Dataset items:
* * * * * * *

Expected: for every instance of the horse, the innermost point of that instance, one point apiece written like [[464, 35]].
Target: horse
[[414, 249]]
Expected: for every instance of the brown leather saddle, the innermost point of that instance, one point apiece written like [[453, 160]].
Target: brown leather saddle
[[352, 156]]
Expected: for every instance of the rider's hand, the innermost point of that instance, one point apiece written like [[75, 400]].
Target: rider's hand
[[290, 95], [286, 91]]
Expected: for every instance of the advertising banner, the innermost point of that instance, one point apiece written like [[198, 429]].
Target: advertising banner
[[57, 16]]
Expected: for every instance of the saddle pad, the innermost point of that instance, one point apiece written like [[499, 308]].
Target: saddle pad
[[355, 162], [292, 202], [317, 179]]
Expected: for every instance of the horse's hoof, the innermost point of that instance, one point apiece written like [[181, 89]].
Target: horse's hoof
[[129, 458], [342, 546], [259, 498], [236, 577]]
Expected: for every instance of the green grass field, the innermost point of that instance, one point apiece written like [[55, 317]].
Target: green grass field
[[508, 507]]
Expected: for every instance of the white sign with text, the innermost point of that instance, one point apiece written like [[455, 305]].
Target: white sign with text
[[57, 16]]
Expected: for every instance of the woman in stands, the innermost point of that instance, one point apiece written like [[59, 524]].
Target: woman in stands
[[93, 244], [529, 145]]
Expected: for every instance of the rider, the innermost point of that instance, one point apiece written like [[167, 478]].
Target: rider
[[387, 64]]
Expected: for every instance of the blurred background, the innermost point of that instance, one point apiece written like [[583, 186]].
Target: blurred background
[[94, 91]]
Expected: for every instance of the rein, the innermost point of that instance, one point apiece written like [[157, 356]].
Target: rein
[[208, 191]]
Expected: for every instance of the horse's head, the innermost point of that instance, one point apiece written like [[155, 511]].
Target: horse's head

* * * * * * *

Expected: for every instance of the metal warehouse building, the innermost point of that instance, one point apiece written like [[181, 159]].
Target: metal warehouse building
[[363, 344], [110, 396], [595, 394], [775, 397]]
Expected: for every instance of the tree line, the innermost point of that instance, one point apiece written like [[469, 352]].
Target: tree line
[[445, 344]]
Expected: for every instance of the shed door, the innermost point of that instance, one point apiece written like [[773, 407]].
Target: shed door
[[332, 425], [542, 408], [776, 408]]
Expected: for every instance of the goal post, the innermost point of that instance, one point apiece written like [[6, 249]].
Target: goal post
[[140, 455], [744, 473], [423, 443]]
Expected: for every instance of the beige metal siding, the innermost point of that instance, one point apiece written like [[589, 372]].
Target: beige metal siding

* * * * * * *

WHAT YOU HAVE TO DO: Tally the lines in the dataset items that contain the string "advertising", treating uppercase and lowercase as different. Give only the number.

ANSWER TO THE TASK: 2